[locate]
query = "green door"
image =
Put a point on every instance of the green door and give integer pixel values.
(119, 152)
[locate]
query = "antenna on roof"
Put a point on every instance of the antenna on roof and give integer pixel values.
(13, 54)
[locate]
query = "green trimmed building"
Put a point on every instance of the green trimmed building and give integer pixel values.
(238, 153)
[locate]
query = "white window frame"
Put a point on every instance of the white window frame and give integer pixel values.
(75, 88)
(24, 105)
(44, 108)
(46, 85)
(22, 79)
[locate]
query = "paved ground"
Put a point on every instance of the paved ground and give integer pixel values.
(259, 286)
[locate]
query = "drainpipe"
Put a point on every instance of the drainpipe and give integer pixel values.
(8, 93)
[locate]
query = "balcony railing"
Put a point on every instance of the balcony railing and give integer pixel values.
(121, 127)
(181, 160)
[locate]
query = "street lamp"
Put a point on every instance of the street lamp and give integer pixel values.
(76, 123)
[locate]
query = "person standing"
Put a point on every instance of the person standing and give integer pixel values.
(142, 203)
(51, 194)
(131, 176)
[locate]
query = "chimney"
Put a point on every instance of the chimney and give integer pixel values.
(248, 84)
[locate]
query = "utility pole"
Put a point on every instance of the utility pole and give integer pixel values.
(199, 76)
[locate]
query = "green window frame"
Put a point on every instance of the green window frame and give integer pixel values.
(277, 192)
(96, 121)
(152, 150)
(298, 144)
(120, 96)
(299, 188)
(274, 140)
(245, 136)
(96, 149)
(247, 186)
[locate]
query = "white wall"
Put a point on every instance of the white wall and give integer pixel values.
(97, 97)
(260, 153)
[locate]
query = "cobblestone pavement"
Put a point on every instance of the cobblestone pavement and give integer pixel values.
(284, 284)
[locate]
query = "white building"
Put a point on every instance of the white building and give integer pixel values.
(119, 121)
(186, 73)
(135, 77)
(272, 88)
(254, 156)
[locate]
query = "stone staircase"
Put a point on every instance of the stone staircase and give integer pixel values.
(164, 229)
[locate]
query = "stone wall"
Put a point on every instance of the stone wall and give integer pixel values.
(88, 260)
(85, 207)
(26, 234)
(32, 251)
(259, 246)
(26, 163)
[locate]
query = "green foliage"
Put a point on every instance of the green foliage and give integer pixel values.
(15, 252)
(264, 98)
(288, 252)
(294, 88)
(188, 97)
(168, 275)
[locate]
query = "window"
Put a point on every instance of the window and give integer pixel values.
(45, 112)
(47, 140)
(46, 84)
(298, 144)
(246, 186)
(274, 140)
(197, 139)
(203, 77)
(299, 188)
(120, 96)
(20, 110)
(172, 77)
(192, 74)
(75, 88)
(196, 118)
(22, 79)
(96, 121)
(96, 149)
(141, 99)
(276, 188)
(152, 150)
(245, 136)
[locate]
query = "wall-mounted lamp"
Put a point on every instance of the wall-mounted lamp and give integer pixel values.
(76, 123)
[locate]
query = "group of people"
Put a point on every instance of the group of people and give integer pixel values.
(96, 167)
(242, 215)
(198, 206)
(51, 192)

* **Requirement**
Output the lines above verbatim and in full.

* **Written solution**
[locate]
query = "green door"
image =
Put a point on every instance of the green door and give integer pixel values.
(119, 152)
[locate]
query = "antenna on roof"
Put a point on every instance of the antenna on roof and give integer pixel values.
(13, 54)
[locate]
query = "green trimmed building"
Put a point on every instance of the green trimmed building and give integer pixel values.
(238, 153)
[locate]
query = "white window frame"
Put a point on every instance of the white window frame and give integer pixel values.
(75, 88)
(24, 105)
(44, 108)
(46, 85)
(22, 79)
[locate]
query = "paved ground"
Put a point on every instance of the paved ground and give integer pixel values.
(259, 286)
[locate]
query = "drainpipe"
Put a point on every instance of the drainpipe and give integer pixel values.
(8, 93)
[locate]
query = "balcony railing"
Put a point on every instance of the balcony railing and give integer pixel values.
(121, 127)
(181, 160)
[locate]
query = "street lamp"
Put a point on every instance of the street lamp and give integer pixel values.
(76, 123)
[locate]
query = "person standing"
Put a point on every instance of the person standing and give integer pixel values.
(142, 203)
(51, 194)
(131, 176)
[locate]
query = "chimney"
Put a point on every instance of the chimney and give integer pixel values.
(248, 84)
[locate]
query = "utility pole"
Put a point on every instance of the utility pole and give integer pixel values.
(199, 76)
[locate]
query = "green window frame"
Put a point on every instance of the green window frame and give integer pixel values.
(277, 192)
(96, 121)
(152, 150)
(298, 144)
(120, 96)
(299, 188)
(274, 140)
(245, 136)
(96, 149)
(247, 186)
[locate]
query = "white wall"
Put a point on every instance of the white wall and give integer pixel values.
(97, 97)
(260, 153)
[locate]
query = "cobblestone pavement"
Put a point on every instance of the cobblestone pavement and give integer pixel values.
(284, 284)
[locate]
query = "white building"
Put a point on every instance of the white building and give integer pixel values.
(119, 121)
(186, 73)
(135, 77)
(272, 88)
(254, 156)
[locate]
query = "stone staircase"
Put a point on every instance of the stone staircase and give integer pixel values.
(164, 229)
[locate]
query = "stone wall"
Put a point on every instance of the stone wall and give integer pixel values.
(88, 260)
(85, 207)
(26, 234)
(32, 251)
(259, 246)
(26, 163)
[locate]
query = "green foliage"
Put a point on every instance of the green foliage and give integer pixel values.
(15, 252)
(264, 98)
(288, 252)
(294, 88)
(188, 97)
(168, 275)
[locate]
query = "window"
Put a point on every instance of the window and give integer pixel values.
(45, 112)
(47, 140)
(46, 84)
(298, 144)
(246, 186)
(274, 140)
(197, 139)
(203, 77)
(299, 188)
(120, 96)
(20, 110)
(172, 77)
(192, 74)
(75, 88)
(196, 118)
(22, 79)
(96, 121)
(96, 149)
(141, 99)
(276, 188)
(152, 150)
(245, 136)
[locate]
query = "wall-mounted lamp"
Put a point on every instance of the wall-mounted lamp and give integer pixel values.
(76, 123)
[locate]
query = "group of people"
Put a point on every instance of the group of people and give integer pixel values.
(96, 167)
(242, 215)
(198, 206)
(51, 192)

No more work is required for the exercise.